Report the count of lines containing the word "suit" in the entries below, and nothing more.

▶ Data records
= Beginning of Section =
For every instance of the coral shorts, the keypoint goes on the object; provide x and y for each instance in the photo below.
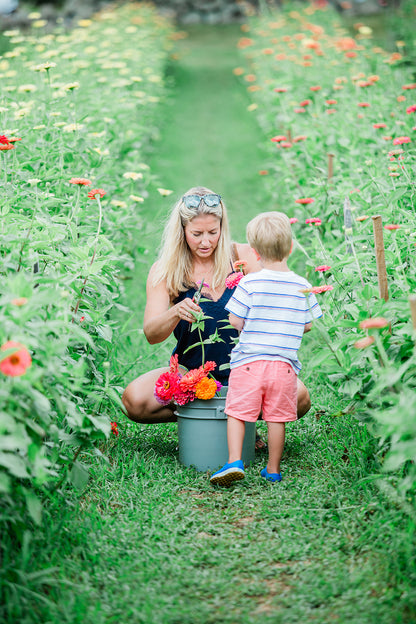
(263, 386)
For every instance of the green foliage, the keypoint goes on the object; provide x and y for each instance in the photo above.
(326, 93)
(81, 110)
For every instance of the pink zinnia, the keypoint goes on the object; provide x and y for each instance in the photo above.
(165, 387)
(191, 378)
(182, 397)
(94, 192)
(209, 366)
(377, 322)
(232, 280)
(401, 140)
(15, 365)
(304, 200)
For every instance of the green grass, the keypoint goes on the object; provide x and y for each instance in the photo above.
(150, 541)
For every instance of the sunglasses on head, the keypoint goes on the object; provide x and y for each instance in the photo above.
(210, 199)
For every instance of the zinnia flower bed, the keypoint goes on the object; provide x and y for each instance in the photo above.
(353, 103)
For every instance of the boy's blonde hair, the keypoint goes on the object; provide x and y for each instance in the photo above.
(175, 262)
(270, 234)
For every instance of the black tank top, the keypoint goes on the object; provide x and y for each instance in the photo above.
(218, 352)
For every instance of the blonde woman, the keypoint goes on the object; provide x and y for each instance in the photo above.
(196, 248)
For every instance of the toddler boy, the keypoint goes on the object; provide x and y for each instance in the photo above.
(272, 313)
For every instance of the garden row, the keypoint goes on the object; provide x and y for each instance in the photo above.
(77, 110)
(340, 112)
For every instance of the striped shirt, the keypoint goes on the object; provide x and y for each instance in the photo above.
(275, 312)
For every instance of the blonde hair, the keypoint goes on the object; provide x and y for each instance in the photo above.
(175, 261)
(270, 234)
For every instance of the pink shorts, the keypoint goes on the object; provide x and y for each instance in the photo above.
(262, 386)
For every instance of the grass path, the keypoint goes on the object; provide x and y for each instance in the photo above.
(152, 542)
(210, 138)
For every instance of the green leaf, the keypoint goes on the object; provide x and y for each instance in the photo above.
(14, 464)
(34, 506)
(79, 475)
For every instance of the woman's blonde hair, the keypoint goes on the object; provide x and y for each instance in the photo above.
(270, 234)
(175, 262)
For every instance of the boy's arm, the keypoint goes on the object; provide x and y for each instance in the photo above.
(235, 321)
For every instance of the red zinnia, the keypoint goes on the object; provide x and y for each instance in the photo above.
(15, 364)
(304, 200)
(94, 192)
(165, 387)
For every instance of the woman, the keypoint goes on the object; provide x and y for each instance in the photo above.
(196, 247)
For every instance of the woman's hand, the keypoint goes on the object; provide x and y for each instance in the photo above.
(160, 317)
(186, 310)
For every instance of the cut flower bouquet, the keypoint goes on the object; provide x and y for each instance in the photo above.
(173, 387)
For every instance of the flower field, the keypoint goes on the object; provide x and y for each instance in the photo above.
(77, 111)
(340, 112)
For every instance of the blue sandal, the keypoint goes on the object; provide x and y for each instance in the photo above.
(271, 476)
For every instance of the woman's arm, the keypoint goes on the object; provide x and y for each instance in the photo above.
(160, 318)
(246, 253)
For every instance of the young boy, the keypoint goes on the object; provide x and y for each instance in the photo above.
(272, 313)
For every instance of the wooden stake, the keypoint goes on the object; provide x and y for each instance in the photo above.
(412, 301)
(380, 257)
(330, 166)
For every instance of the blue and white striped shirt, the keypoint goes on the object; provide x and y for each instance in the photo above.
(275, 312)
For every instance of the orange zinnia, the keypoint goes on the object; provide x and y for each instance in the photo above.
(206, 389)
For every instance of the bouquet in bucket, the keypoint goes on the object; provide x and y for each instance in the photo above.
(173, 387)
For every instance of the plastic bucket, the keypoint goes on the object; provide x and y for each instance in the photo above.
(202, 433)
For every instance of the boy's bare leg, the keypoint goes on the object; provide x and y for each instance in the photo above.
(236, 430)
(276, 443)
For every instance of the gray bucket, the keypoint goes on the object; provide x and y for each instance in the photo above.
(202, 433)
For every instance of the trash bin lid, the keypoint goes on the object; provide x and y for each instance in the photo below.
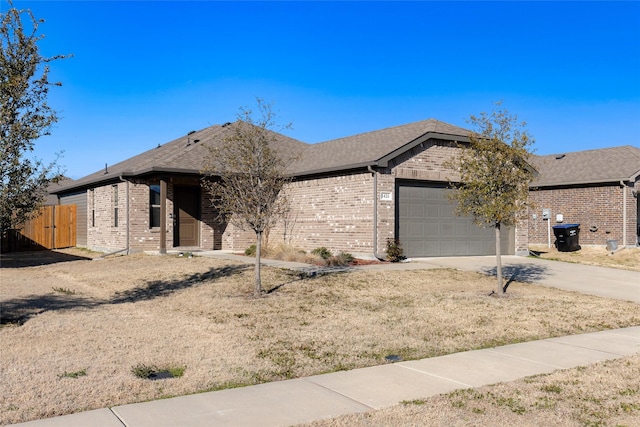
(565, 226)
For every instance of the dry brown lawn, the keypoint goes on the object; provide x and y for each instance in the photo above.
(73, 331)
(623, 258)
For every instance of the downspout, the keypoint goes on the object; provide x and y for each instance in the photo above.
(624, 213)
(127, 209)
(375, 214)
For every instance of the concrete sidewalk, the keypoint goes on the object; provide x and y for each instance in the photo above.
(303, 400)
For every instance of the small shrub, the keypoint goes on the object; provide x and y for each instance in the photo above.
(395, 252)
(342, 259)
(322, 252)
(151, 372)
(65, 291)
(144, 371)
(76, 374)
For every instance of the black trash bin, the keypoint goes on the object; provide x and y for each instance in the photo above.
(567, 236)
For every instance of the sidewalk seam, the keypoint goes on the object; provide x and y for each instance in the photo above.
(117, 417)
(338, 393)
(434, 375)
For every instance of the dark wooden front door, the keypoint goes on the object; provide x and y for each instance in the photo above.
(186, 214)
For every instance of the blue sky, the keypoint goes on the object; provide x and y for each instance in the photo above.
(148, 72)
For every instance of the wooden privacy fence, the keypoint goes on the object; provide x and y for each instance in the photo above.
(53, 228)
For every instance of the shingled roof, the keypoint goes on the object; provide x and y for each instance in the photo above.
(373, 148)
(185, 155)
(588, 167)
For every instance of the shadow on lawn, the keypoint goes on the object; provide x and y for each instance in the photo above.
(37, 258)
(19, 310)
(529, 273)
(160, 288)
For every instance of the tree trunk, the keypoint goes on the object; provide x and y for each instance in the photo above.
(501, 289)
(258, 284)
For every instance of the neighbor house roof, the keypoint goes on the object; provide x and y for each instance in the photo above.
(186, 155)
(588, 167)
(373, 148)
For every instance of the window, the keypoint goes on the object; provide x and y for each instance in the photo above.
(93, 206)
(154, 206)
(115, 205)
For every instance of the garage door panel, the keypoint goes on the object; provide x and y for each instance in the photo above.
(428, 226)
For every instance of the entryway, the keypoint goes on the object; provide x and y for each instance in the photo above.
(186, 216)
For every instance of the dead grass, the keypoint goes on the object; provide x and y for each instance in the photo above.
(624, 258)
(197, 313)
(603, 394)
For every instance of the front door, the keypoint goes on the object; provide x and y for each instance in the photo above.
(186, 214)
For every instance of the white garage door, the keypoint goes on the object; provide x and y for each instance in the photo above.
(428, 226)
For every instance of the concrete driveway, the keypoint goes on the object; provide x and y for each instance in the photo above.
(600, 281)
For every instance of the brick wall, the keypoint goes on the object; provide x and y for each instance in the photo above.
(597, 207)
(335, 212)
(103, 233)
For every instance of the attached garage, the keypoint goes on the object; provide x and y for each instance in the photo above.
(428, 226)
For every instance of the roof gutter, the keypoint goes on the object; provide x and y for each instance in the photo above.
(375, 214)
(121, 176)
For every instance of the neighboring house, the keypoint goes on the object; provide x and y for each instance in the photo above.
(349, 194)
(597, 189)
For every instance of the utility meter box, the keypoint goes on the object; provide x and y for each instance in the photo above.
(546, 214)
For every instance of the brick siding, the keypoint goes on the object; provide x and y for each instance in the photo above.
(600, 207)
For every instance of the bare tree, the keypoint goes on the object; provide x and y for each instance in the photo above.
(25, 116)
(494, 175)
(245, 176)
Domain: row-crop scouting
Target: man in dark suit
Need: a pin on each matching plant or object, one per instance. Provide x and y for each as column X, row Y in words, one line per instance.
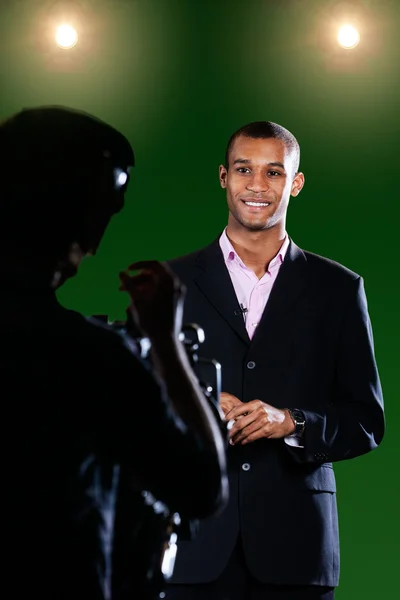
column 301, row 387
column 79, row 402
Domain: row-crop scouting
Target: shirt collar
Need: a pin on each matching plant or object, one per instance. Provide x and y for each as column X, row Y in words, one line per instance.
column 231, row 255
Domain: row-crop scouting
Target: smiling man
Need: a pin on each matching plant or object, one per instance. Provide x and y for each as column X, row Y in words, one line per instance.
column 301, row 387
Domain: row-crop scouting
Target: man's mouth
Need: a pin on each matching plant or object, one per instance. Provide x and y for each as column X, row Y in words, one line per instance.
column 256, row 204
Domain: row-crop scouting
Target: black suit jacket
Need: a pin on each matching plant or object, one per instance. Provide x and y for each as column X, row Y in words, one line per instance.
column 312, row 350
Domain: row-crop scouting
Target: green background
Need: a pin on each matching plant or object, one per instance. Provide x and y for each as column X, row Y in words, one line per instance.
column 178, row 77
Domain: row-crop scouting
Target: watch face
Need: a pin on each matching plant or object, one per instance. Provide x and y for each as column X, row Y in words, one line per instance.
column 298, row 418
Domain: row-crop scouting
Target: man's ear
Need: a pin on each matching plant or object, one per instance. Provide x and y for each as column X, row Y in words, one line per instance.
column 297, row 185
column 223, row 173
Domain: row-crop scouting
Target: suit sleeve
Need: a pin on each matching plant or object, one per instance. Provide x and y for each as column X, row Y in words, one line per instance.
column 353, row 422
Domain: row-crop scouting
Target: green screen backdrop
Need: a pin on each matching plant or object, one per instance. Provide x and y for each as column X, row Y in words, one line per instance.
column 178, row 77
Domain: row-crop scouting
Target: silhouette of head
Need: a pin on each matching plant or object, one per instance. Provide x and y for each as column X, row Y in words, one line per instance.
column 63, row 175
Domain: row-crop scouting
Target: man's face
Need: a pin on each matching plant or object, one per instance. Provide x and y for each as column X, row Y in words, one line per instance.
column 259, row 183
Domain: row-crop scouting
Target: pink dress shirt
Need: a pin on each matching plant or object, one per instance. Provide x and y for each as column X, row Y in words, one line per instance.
column 253, row 293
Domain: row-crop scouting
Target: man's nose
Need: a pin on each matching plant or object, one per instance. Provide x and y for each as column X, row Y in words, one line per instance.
column 257, row 183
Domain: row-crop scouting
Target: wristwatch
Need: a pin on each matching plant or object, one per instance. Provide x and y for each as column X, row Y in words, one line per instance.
column 298, row 419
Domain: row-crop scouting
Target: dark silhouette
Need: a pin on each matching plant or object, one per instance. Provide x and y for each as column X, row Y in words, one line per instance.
column 79, row 403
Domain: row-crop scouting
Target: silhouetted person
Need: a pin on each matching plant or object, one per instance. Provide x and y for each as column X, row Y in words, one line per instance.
column 78, row 400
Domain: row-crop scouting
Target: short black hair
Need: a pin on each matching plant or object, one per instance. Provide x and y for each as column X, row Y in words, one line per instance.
column 49, row 156
column 264, row 130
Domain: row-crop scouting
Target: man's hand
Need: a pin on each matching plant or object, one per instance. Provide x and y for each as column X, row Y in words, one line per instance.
column 255, row 420
column 157, row 298
column 228, row 401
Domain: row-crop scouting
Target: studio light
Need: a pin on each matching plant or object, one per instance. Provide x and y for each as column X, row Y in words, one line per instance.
column 66, row 36
column 348, row 37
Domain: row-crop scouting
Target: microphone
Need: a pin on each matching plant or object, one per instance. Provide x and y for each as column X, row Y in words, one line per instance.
column 242, row 311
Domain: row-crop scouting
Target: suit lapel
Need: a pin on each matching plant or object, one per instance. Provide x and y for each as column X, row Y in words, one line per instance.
column 215, row 283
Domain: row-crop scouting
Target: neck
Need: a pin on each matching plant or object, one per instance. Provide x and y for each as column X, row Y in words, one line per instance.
column 256, row 248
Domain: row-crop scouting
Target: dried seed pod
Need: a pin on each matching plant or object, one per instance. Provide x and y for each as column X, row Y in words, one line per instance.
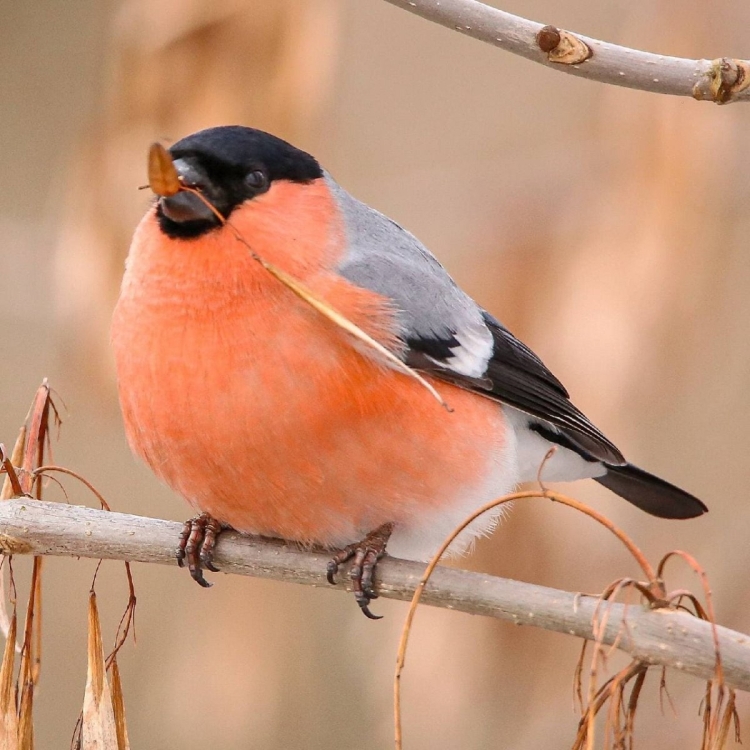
column 723, row 81
column 562, row 47
column 162, row 176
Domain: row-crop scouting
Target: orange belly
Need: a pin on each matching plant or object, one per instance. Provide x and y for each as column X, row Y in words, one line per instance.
column 261, row 412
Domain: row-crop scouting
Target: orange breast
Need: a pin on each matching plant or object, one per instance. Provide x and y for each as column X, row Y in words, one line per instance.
column 260, row 411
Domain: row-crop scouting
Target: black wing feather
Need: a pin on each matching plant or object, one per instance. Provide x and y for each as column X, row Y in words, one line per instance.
column 517, row 377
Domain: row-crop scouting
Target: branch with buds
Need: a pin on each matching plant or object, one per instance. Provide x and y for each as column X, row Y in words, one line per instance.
column 669, row 638
column 722, row 80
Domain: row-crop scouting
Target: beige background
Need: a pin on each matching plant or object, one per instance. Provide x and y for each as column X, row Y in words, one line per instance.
column 608, row 228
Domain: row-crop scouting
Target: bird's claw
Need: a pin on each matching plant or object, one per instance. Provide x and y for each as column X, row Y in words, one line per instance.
column 197, row 544
column 364, row 556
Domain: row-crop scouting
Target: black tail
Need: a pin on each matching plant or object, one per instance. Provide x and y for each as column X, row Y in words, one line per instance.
column 649, row 493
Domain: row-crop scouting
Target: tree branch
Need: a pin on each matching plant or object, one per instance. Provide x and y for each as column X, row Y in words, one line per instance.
column 722, row 80
column 668, row 638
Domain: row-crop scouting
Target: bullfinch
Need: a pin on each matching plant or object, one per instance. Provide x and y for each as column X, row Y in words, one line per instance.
column 269, row 418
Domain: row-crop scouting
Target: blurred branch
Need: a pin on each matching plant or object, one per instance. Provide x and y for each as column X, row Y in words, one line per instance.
column 670, row 638
column 722, row 80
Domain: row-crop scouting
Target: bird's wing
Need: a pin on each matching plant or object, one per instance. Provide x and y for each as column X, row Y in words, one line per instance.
column 447, row 335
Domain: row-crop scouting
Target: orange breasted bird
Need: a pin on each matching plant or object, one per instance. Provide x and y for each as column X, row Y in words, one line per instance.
column 270, row 418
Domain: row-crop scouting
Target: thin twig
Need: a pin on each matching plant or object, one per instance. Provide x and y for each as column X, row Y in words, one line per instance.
column 722, row 80
column 674, row 639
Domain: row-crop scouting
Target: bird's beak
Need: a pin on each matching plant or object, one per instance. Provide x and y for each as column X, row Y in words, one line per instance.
column 187, row 206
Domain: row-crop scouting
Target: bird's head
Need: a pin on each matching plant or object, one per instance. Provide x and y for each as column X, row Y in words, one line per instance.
column 230, row 166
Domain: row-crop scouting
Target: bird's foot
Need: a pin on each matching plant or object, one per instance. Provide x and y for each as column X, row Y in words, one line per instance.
column 196, row 547
column 365, row 556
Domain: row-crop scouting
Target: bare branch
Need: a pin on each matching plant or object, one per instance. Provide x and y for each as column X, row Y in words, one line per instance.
column 722, row 80
column 670, row 638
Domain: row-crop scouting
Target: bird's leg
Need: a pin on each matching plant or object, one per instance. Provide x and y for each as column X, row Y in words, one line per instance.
column 365, row 556
column 196, row 547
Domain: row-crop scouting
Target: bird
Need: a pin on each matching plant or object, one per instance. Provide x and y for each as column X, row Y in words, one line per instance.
column 271, row 418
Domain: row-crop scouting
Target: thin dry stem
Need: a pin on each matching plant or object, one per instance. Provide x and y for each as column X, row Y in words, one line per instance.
column 721, row 80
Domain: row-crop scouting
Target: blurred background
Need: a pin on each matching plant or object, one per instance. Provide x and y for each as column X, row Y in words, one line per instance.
column 607, row 228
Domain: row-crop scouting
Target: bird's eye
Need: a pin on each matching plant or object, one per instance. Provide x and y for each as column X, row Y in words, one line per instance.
column 257, row 180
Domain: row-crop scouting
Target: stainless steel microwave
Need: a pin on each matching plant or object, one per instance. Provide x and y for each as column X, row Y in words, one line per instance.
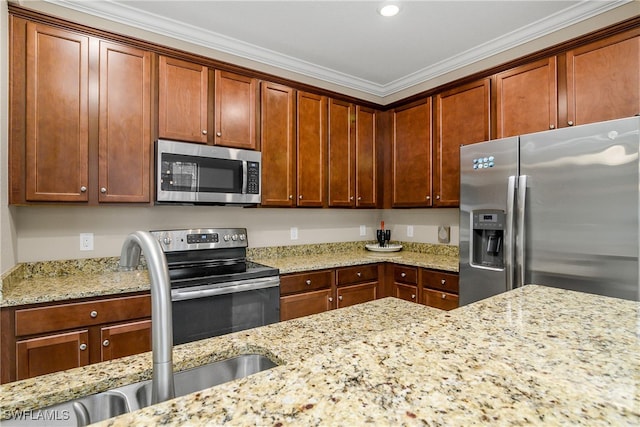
column 202, row 174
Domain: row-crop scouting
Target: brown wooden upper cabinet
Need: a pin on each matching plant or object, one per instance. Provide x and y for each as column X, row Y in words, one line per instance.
column 187, row 111
column 78, row 91
column 527, row 98
column 603, row 80
column 278, row 144
column 463, row 117
column 311, row 141
column 411, row 155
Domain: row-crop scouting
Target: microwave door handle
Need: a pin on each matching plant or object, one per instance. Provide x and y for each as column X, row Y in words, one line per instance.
column 244, row 176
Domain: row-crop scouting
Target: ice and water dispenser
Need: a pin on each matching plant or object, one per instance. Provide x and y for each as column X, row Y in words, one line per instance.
column 487, row 238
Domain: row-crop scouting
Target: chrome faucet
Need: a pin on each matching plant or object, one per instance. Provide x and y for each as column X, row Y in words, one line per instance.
column 161, row 316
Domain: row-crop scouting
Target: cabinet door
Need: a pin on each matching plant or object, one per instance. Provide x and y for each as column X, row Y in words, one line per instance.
column 235, row 114
column 356, row 294
column 366, row 180
column 603, row 80
column 43, row 355
column 527, row 98
column 182, row 100
column 462, row 118
column 125, row 124
column 57, row 115
column 278, row 145
column 125, row 339
column 405, row 292
column 305, row 304
column 411, row 155
column 311, row 138
column 342, row 154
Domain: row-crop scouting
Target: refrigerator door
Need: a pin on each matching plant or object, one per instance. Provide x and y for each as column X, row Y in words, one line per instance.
column 486, row 236
column 581, row 217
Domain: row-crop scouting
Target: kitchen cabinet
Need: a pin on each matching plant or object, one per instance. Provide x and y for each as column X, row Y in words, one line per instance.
column 51, row 337
column 311, row 142
column 352, row 156
column 440, row 289
column 527, row 98
column 463, row 117
column 411, row 155
column 278, row 144
column 70, row 94
column 603, row 80
column 235, row 110
column 183, row 100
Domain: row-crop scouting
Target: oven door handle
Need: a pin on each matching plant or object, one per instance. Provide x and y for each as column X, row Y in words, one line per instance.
column 229, row 288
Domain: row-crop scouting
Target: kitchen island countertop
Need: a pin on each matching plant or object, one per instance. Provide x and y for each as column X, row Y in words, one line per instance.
column 535, row 355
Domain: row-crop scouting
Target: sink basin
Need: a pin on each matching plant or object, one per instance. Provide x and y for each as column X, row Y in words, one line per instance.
column 111, row 403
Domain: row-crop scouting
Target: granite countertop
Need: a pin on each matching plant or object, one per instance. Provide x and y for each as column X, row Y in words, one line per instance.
column 535, row 355
column 58, row 281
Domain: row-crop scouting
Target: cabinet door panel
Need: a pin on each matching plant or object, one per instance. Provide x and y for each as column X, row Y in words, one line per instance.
column 235, row 103
column 603, row 80
column 182, row 102
column 366, row 181
column 305, row 304
column 125, row 124
column 341, row 154
column 411, row 156
column 278, row 145
column 463, row 117
column 125, row 340
column 57, row 115
column 312, row 149
column 39, row 356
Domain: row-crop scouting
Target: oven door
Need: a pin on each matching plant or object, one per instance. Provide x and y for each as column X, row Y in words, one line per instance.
column 204, row 311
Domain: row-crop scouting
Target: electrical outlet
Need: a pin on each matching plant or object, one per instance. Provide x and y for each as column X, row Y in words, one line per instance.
column 409, row 230
column 86, row 241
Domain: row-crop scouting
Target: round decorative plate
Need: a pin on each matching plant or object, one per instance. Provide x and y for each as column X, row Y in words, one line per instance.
column 374, row 247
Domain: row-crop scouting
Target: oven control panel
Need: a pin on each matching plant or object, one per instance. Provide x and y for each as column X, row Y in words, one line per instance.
column 201, row 238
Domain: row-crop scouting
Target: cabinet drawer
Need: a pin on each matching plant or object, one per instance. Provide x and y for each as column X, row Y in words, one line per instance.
column 358, row 274
column 405, row 274
column 439, row 280
column 305, row 282
column 66, row 316
column 439, row 299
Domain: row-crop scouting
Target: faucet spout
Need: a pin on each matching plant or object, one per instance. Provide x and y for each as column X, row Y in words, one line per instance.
= End of Section =
▶ Answer below
4